Reproduce, unchanged, everything in the items below, from the line containing "blue sky in this photo." down to the end of the items, including that first line and the last one.

* RECORDS TO PROCESS *
* BEGIN *

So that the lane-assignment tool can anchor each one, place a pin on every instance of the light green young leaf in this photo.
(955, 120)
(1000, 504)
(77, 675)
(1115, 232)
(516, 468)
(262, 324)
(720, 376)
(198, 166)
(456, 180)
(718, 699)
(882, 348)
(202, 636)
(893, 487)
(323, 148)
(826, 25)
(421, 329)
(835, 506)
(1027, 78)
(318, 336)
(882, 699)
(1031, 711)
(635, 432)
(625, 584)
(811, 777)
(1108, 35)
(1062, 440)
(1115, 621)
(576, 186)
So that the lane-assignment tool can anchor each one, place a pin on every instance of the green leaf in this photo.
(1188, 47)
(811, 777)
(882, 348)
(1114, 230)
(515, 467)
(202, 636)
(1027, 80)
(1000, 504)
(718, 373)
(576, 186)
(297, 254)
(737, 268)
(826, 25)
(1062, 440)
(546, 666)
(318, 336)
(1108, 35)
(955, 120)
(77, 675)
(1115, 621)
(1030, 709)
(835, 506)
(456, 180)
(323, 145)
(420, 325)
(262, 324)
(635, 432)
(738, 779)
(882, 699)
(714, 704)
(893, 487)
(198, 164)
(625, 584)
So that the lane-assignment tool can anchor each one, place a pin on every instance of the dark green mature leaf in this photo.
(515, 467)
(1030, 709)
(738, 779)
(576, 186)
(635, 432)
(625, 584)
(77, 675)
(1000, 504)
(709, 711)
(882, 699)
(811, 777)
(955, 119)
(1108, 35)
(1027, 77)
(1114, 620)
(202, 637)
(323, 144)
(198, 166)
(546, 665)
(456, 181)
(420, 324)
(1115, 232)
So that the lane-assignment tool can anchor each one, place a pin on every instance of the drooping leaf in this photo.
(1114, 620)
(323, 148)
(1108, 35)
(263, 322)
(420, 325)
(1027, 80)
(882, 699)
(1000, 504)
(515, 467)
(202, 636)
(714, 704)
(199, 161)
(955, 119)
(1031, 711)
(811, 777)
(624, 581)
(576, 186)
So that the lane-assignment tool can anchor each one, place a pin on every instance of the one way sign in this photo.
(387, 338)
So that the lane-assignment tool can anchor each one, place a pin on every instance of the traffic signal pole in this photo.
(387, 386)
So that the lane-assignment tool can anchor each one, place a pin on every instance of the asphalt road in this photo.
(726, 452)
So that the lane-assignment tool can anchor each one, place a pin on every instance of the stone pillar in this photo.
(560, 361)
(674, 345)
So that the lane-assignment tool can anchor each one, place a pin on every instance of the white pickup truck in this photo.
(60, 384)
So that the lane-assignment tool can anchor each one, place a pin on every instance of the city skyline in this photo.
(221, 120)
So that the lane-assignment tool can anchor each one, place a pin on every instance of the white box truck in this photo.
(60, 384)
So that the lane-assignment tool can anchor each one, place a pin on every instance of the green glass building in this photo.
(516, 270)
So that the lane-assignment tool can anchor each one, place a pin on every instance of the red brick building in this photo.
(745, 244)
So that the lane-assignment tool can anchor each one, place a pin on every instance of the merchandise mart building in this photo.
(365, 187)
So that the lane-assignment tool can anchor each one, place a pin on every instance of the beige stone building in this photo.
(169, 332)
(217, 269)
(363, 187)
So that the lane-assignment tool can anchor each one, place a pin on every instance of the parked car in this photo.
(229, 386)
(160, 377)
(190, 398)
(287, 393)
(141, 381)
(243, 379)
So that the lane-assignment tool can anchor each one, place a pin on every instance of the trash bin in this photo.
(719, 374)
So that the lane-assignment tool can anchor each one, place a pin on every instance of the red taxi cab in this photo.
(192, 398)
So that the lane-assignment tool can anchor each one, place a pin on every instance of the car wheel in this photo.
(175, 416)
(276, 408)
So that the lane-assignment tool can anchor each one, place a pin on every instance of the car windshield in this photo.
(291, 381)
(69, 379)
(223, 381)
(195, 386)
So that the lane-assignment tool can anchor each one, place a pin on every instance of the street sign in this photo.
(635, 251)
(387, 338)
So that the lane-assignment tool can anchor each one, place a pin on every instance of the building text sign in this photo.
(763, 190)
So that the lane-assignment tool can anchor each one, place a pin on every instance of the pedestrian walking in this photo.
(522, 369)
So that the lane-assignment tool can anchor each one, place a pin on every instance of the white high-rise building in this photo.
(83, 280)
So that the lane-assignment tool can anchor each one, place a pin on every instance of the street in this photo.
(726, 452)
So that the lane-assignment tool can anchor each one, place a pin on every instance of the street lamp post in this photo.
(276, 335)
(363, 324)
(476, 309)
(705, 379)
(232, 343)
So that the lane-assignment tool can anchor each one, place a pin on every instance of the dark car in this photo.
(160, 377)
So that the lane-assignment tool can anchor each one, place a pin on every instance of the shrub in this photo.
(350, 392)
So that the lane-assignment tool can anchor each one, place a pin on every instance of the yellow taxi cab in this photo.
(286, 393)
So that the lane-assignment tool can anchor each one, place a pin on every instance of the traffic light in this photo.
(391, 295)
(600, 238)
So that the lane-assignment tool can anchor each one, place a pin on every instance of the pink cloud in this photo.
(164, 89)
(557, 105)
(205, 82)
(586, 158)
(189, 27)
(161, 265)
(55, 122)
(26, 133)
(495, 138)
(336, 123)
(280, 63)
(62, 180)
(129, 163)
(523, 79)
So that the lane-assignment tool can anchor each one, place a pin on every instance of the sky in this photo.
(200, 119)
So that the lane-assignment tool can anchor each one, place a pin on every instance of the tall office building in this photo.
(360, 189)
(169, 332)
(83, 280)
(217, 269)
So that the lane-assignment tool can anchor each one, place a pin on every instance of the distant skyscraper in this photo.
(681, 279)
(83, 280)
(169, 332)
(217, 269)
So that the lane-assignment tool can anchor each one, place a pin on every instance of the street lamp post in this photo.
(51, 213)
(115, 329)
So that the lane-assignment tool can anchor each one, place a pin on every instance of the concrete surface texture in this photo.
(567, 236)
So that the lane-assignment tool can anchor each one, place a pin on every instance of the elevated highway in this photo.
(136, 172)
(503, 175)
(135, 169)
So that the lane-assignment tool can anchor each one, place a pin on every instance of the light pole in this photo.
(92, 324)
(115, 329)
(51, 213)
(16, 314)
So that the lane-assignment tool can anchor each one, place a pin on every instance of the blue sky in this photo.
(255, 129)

* END *

* ANSWER TO THIS EXERCISE *
So that the lane-assignment tool can anchor each one, place a pin on every instance of the blue sky in this photo.
(255, 129)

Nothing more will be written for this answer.